EXERCISE BRIEF | Rewrite all the entries below with "dot" swapped for "mark" everywhere it appears, leaving every other part unchanged.

INFORMATION GIVEN |
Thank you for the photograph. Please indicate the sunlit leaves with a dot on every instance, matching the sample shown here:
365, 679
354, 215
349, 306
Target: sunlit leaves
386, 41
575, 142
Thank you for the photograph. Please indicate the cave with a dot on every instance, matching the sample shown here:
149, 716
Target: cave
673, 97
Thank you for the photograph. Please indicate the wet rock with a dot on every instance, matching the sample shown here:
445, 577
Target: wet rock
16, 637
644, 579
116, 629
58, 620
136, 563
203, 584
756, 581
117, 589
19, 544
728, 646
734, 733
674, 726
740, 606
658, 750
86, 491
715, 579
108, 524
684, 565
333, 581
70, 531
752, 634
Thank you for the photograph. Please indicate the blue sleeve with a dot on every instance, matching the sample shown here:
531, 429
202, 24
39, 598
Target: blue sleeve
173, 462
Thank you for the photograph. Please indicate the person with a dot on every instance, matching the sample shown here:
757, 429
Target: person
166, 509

CORRECT ANSWER |
Thank you for the photograph. Please indicate the sunlit leaves with a mark on every instance, matching the sample shown here:
365, 679
354, 215
349, 306
Target: sunlit leaves
386, 41
575, 142
Thank you for the photograph. Please indicate the cave with a mark on every instance, matching the sample shown here:
149, 716
Target: cave
673, 97
Thank you for the photograph. Please indicate the wet rock with a mark on every instance, matching the sample shown here:
445, 577
Target: wet rock
16, 637
644, 579
116, 629
58, 620
136, 563
203, 584
756, 581
117, 589
19, 544
728, 646
734, 733
674, 726
740, 606
658, 750
86, 491
715, 579
108, 524
684, 565
333, 581
70, 531
752, 634
Thank you for the photograph. Please indicate the blue sleeve with a mark on every instance, matching the sample shown here:
531, 429
202, 24
39, 598
Target: blue sleeve
173, 462
Thank you for the photograph. Please indicate the person with a mark on every instance, matching the sample shown here:
757, 429
Target: person
166, 509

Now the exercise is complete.